Consigne 1: Citez le texte sur le faux en informatique de "Récidive spécifique: peines" à "Article 504 quater.".
Consigne 2: D'après le texte sur le faux en informatique, quel est l'effet de la récidive spécifique sur les peines ?
Consigne 3: Poursuivez le texte sur le faux en informatique à partir de sa dernière ligne.

En effet, le Législateur belge n'a pas fait
choix de modifier la notion d'écrit en assimilant les données électroniques au
scripturales comme en France où la notion de faux a fait l'objet du nouvel article 441-1 (19).
Ce nouveau délit ne requérant aucune
intention particulière (20) ne vise que le fait (et sa tentative)
" de dissimuler intentionnellement la vérité par le biais de manipulations
informatiques de données pertinentes sur le plan Juridique " (21)
ou de faire usage de ses donnés (22).
L'application du nouvel article 220 bis CP
supposera donc " la réalisation effective d'un inconvénient spécifique " (23).
Si cette dernière condition évite,
suppose-t-on, une criminalisation excessive, son introduction sera, à tout le moins,
sujette à interprétation.
Enfin, relevant la gravité (24)
de tels actes, le Législateur prévoit un régime de récidive spécifique.
Toutefois, ces peines sont moins sévères que celles prévues pour le "faux civil
"(25).
1.3 FICHE SYNOPTIQUE
Pas d'intention frauduleuse - altération de
la vérité par des manipulations sur des données informatiques pertinentes sur le plan
juridique.
Faux en informatique : emprisonnement de 6
mois à 5 ans et/ou amende de 26 à 100.000 bef
Tentative de faux en informatique : emprisonnement de 6 mois à 3 ans et/ou amende de 26
à 50.000 bef
Usage de faux en informatique : emprisonnement de 6 mois à 5 ans et/ou amende de 26 à
100.000 bef
Tentative de faux en informatique : non
prévu.
Récidive spécifique: peines doublées.
Faits spécialement visés
- fabrication de cartes de crédit fausses ou falsifiées,
- faux en matière de contrats numériques.
2.1. TEXTE DE
L'AVANT-PROJET
Article 504 quater.
§1. Celui qui, en vue de se procurer
pour soi-même ou pour autrui un avantage patrimonial frauduleux, introduit dans un
système informatique, modifie ou efface des données qui sont stockées, traitées ou
transmises par un système informatique, ou modifie par tout moyen technologique
l'utilisation possible des données dans un système informatique, est puni d'un
emprisonnement de six mois à trois ans et d'une amende de 26 francs à 50.000 francs ou
d'une de ces peines.
§2. Celui qui, par la commission de
l'infraction visée au §1er, obtient pour soi-même ou pour autrui un avantage
patrimonial frauduleux est puni d'un emprisonnement de six mois à cinq ans et d'une
amende de 26 francs à 100.000 francs ou d'une de ces peines.
§3. Les peines portées par les §§1 et
2 sont doublées si une infraction à l'une de ces dispositions est commise dans les cinq
ans qui suivent un jugement ou un arrêt de condamnation pour une de ces infractions ou
pour une des infractions prévues aux articles 210 bis, 259 bis, 314 bis ou au titre IX
bis de ce code.
2.2.

[Entrées de données recueillies]
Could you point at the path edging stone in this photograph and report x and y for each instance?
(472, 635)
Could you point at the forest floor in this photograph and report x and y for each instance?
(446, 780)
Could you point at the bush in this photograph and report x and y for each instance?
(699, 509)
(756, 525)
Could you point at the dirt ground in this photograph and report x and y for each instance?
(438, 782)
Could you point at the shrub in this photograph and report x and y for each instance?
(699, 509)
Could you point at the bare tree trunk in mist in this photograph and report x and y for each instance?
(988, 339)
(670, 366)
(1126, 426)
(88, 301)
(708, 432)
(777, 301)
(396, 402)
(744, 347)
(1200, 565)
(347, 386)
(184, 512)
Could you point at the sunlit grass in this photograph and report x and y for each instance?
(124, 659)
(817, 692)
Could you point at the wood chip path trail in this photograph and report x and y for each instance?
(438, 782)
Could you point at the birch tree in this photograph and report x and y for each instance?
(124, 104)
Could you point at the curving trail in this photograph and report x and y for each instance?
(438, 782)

* * *

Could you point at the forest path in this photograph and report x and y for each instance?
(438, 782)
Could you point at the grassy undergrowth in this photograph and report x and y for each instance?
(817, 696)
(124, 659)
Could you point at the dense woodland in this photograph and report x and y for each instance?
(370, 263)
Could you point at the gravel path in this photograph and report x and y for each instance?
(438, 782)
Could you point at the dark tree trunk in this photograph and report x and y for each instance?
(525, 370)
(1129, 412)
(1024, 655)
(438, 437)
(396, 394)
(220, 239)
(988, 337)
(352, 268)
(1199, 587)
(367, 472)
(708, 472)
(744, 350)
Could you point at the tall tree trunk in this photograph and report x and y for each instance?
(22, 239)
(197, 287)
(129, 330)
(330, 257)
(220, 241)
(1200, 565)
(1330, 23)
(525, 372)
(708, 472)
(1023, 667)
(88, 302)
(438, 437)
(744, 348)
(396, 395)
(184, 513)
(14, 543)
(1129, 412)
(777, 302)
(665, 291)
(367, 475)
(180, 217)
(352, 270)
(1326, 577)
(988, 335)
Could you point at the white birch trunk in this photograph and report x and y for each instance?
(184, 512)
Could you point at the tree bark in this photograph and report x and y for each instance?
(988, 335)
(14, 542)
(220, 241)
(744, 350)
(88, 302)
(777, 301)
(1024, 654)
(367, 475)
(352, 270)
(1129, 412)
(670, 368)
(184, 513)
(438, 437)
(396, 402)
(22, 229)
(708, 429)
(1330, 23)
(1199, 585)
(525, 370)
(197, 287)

Réponse 1:
Récidive spécifique: peines doublées.
Faits spécialement visés
- fabrication de cartes de crédit fausses ou falsifiées,
- faux en matière de contrats numériques.
2.1. TEXTE DE
L'AVANT-PROJET
Article 504 quater.

Réponse 2: Les peines sont doublées.

Réponse 3:
COMMENTAIRES
Cette nouvelle incrimination suppose que la
manipulation de données ait été réalisée dans l'intention de se procurer un avantage
patrimonial frauduleux. Les peines sont alourdies si l'intention est réalisée. La
tentative n'est pas visée.
Ces actes échappaient généralement aux
sanctions.
En effet, le vol étant exclu (26),
les définitions d'escroquerie et d'abus de confiance s'y prêtait mal dans la mesure où
généralement il n'y a pas remise du corpus delicti ou encore de confiance trompée.
Les peines de la fraude informatique suivie
de l'effet escompté sont identiques de celles du faux informatiques, on aurait pu
s'attendre qu'elles soient plus sévères eu égard à l'intention frauduleuse.
Une récidive spécifique est également
prévue.
2.3 FICHE SYNOPTIQUE
Altération de la vérité par des
manipulations sur des données informatiques dans l'intention de se procurer un avantage
patrimonial frauduleux.
Fraude informatique : emprisonnement de 6
mois à 3 ans et/ou amende de 26 à 50.000 bef
Fraude informatique suivie d'effets : emprisonnement de 6 mois à 5 ans et/ou amende de 26
à 100.000 bef
Tentatives : non prévu.
Récidive spécifique: peines doublées.
Faits spécialement visés :
- utilisation d'une carte de crédit volée pour retirer de l'argent à un guichet
automatique,
- dépassement illicite du crédit par le biais de sa propre carte de crédit,
- introduction d'instructions informatiques pour modifier le résultats d'opérations en
vue d'obtenir un avantage financier,
- détournement de fichiers ou de programmes dans un but de lucre.
3.1. TEXTE DE
L'AVANT-PROJET
Article 550 bis.
§1. Celui qui, sachant qu'il n'y est pas
autorisé, accède à un système informatique ou s'y maintient, est puni d'un
emprisonnement de trois mois à un an et d'une amende de 26 francs à 25 000 francs ou
d'une de ces peines.
Si l'infraction visée au premier alinéa, est commise avec une intention frauduleuse,
la peine d'emprisonnement est de six mois à deux ans.
§2. Celui qui, avec intention
frauduleuse ou dans le but de nuire, outrepasse son pouvoir d'accès à un système
informatique, est puni d'un emprisonnement de six mois à deux ans et d'une amende de 26
francs à 25.000 francs ou d'une de ces peines.
§3. Celui qui se trouve dans une des
situations prévues par les §§ 1 et 2 et qui, à cette occasion :
1° soit prend connaissance de données
qui sont stockées, traitées ou transmises par un système informatique ou prend de
telles données de quelque manière que ce soit,
2° soit fait tout usage d'un système informatique,
3° soit cause tout dommage, même non intentionnellement, à un système informatique ou
à des données qui sont stockées, traitées ou transmises par un tel système,
est puni d'un emprisonnement de un à
trois ans et d'une amende de 26 francs à 50.000 francs ou d'une de ces peines.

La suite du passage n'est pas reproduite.